Single by Bee Gees

from the album Main Course
- B-side: "Wind of Change"
- Released: May 1975
- Recorded: 30 January – 19 February 1975
- Studio: Criteria, Miami
- Genre: Funk; disco; R&B; blue-eyed soul;
- Length: 3:44 (album version); 3:33 (single version);
- Label: RSO
- Songwriters: Barry Gibb; Robin Gibb; Maurice Gibb;
- Producer: Arif Mardin

Bee Gees singles chronology
| "Charade" (1974) | "Jive Talkin'" (1975) | "Nights on Broadway" (1975) |

Music video
- "Jive Talkin'" on YouTube

= Jive Talkin' =

1975 single by the Bee Gees

"Jive Talkin" is a song by the Bee Gees, released as a single in May 1975 by RSO Records. This was the lead single from the album Main Course (as well as a song on the 1977 Saturday Night Fever soundtrack). It hit number one on the Billboard Hot 100 and top-five on the UK Singles Chart in the middle of 1975. Largely recognised as the group's comeback song, it was their first US top-10 hit since "How Can You Mend a Broken Heart" (1971).

Barry Gibb re-recorded the song as a duet with the country music star Miranda Lambert for his 2021 album Greenfields.

==Origins and recording==
The song was originally called "Drive Talking" in its early stage. The song's rhythm was modelled after the sound their car made crossing the Julia Tuttle Causeway each day from Biscayne Bay to Criteria Studios in Miami.

☆ ☆ ☆

Continue the article on the Bee Gees song "Jive Talkin'" from its final sentence.

# Mask labeling examples:

☆ ☆ ☆

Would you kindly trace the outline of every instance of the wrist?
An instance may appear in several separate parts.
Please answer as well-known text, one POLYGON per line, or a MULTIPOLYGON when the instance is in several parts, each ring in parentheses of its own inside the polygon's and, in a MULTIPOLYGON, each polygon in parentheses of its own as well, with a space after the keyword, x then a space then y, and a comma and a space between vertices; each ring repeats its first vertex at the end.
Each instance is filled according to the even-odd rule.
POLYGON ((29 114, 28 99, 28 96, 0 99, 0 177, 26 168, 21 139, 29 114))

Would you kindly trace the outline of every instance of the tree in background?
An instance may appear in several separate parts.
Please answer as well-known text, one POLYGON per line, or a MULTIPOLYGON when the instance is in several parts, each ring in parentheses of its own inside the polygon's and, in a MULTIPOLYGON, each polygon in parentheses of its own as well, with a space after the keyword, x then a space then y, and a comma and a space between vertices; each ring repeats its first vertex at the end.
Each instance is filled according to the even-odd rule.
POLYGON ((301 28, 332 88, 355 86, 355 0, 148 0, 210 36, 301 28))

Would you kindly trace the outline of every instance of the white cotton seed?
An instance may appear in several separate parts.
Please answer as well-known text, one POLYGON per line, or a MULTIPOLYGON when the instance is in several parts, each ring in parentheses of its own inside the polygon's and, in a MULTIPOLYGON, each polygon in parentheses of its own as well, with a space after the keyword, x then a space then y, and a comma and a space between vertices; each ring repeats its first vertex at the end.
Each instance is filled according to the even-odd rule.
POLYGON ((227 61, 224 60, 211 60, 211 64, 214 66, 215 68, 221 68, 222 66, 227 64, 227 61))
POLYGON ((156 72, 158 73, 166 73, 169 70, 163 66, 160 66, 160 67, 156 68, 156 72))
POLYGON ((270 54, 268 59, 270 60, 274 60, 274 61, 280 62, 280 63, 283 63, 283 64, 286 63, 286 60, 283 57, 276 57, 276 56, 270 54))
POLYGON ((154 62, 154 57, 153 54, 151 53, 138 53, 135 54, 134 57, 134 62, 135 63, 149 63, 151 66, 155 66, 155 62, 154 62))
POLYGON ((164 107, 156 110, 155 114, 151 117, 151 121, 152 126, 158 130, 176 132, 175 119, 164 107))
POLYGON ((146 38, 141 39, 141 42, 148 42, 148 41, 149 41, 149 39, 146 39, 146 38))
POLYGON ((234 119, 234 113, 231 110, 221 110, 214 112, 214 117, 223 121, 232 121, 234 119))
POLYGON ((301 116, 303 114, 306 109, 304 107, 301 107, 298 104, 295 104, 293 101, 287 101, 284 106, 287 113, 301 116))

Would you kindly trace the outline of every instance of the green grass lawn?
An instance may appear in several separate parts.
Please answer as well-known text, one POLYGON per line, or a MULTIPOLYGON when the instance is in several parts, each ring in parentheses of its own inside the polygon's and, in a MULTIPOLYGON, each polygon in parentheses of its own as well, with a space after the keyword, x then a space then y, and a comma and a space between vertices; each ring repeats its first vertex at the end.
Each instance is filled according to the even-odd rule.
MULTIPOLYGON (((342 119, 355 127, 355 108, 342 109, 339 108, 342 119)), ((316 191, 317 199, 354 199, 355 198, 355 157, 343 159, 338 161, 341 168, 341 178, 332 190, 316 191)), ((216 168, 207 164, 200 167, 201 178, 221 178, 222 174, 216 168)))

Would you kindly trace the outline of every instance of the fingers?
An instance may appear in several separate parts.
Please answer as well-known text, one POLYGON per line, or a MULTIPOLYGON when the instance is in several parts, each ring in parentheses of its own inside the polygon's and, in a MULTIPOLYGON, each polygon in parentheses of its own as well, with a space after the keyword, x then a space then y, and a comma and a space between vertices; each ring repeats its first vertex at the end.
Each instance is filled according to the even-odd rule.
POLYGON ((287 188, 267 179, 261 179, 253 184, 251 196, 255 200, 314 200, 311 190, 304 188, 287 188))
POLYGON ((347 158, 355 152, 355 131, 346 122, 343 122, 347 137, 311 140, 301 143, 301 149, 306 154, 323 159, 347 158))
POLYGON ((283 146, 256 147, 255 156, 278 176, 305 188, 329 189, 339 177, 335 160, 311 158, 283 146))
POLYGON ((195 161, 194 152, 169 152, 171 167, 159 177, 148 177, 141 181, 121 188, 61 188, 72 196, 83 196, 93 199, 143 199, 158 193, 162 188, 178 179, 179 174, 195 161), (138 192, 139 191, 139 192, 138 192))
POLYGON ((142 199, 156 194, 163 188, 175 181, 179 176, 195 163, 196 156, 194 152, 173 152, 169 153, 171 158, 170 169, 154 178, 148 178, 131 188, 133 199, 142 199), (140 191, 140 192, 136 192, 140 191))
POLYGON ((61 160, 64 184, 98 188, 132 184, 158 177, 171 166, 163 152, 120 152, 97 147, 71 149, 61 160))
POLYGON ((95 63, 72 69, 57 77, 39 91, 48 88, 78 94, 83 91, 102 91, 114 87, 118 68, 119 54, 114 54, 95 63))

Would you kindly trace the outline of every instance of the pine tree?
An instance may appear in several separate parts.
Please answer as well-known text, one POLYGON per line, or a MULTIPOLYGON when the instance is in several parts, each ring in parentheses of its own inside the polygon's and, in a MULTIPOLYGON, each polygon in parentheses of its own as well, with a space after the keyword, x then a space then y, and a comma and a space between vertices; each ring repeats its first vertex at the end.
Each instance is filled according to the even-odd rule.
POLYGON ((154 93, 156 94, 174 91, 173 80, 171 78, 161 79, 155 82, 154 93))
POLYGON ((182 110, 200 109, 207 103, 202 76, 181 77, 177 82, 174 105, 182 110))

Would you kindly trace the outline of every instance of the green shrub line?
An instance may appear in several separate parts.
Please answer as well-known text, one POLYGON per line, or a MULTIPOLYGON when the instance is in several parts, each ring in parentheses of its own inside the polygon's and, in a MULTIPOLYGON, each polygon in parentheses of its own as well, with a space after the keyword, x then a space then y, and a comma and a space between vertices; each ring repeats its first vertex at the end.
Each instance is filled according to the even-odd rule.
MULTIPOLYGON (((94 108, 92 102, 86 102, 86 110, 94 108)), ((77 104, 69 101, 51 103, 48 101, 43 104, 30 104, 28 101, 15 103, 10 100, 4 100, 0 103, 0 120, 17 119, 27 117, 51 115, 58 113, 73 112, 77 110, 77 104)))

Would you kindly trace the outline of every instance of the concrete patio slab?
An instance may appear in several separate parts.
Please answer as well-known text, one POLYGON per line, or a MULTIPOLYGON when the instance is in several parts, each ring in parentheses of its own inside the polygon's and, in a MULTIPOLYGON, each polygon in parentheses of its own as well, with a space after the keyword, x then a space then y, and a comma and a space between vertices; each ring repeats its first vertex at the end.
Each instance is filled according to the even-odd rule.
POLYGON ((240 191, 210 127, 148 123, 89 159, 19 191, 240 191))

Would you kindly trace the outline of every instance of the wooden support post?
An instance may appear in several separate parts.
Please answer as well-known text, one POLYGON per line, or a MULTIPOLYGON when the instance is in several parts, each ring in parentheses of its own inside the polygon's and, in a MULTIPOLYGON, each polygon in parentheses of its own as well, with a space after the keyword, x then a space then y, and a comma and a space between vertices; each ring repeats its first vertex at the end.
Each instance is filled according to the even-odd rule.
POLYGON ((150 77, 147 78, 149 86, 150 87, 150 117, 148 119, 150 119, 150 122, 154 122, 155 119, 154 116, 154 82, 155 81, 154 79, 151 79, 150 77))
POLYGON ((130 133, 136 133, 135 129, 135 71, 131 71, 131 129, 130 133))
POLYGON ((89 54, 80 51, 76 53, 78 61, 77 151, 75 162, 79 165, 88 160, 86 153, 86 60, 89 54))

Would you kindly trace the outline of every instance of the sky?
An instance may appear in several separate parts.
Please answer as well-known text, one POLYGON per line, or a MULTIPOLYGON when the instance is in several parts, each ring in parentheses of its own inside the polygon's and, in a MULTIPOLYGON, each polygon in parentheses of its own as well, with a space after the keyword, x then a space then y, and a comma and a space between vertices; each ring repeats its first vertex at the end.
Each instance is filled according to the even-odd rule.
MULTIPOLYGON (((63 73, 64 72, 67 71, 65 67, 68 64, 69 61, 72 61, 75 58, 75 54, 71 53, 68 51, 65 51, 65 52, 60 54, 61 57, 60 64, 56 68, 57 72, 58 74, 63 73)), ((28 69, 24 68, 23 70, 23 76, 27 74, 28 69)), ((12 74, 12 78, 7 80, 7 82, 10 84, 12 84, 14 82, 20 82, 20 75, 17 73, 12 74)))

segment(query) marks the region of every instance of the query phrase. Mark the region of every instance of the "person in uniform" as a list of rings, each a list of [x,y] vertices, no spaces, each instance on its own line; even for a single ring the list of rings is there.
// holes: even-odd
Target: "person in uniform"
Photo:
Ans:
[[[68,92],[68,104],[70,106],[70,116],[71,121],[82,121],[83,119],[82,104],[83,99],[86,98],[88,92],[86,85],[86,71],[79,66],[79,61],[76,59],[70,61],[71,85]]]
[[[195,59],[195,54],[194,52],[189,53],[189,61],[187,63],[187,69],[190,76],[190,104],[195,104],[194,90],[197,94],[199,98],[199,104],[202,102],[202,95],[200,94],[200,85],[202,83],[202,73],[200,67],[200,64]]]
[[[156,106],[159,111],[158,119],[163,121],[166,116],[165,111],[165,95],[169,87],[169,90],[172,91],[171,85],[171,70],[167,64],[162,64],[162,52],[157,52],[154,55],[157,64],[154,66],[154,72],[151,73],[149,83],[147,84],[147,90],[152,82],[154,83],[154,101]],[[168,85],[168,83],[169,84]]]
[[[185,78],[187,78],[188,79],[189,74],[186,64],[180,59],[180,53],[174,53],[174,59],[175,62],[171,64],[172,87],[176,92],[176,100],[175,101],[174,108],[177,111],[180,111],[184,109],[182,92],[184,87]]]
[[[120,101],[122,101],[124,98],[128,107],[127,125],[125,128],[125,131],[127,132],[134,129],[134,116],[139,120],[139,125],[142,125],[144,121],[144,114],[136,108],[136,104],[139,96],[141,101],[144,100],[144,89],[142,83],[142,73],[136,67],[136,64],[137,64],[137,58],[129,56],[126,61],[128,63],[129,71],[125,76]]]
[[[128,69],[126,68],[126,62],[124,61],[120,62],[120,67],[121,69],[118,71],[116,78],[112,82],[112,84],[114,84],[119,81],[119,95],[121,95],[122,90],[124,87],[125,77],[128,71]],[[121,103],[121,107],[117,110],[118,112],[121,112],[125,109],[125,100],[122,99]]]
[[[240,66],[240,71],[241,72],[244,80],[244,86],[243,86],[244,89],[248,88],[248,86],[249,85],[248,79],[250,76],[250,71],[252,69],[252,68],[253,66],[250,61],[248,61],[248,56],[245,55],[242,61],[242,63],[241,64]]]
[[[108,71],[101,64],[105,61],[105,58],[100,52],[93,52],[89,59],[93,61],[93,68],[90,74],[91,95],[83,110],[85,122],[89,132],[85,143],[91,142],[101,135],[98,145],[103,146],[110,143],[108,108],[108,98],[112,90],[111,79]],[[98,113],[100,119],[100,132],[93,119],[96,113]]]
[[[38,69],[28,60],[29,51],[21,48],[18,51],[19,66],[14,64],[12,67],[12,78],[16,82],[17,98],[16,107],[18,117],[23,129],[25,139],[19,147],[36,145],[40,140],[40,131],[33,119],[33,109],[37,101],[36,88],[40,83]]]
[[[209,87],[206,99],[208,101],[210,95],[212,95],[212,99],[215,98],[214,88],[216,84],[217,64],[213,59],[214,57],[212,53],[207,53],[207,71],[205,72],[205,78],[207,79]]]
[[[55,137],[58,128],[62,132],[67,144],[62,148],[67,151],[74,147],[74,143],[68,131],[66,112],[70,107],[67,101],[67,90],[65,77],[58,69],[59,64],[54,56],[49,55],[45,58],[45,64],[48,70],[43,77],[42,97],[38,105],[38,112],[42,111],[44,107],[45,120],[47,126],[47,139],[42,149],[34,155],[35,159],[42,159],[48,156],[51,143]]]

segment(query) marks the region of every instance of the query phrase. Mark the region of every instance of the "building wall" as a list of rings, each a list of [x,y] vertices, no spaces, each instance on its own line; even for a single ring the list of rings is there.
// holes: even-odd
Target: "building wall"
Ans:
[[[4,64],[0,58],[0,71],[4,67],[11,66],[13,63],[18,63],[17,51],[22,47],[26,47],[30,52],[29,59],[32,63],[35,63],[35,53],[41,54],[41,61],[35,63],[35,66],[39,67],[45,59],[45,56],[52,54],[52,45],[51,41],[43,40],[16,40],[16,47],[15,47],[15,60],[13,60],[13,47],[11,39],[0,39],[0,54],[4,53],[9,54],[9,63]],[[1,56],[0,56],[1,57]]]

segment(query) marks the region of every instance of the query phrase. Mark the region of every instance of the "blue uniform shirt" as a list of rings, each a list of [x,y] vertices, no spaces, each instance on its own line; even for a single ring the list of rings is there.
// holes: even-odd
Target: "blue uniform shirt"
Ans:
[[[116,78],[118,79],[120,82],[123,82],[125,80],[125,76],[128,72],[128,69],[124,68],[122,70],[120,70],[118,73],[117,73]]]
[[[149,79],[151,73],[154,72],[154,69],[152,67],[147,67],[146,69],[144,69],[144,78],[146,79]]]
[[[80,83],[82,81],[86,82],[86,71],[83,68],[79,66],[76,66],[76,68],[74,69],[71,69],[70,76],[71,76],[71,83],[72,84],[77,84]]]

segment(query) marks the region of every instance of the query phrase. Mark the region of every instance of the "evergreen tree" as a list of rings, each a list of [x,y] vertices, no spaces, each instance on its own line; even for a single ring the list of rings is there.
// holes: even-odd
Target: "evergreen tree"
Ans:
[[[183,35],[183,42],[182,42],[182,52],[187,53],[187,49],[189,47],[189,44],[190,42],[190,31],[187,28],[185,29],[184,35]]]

☆ ☆ ☆

# Answer for this exercise:
Recording for "Jive Talkin took place on 30 January and 2 February 1975. The scratchy guitar intro was done by Barry and the funky bass line by Maurice. The pulsing synthesiser bass line, which featured in the final recording, was (along with the pioneering work of Stevie Wonder) one of the earliest uses of "synth bass" on a pop recording. It was overdubbed by keyboardist Blue Weaver using a then state-of-the-art ARP 2600, which producer Arif Mardin had brought in for the recording of the Main Course album. Weaver stated, "Usually Maurice would play bass guitar, but he was away from the studio that night. And when Maurice came back, we let him hear it and suggested he re-record the bass line on his bass guitar". "I really liked the synth bass lines", Maurice said. "I overdubbed certain sections to add bass extra emphasis".

"Jive Talkin was also influenced by "You're the One" (written by Sly Stone) by Little Sister.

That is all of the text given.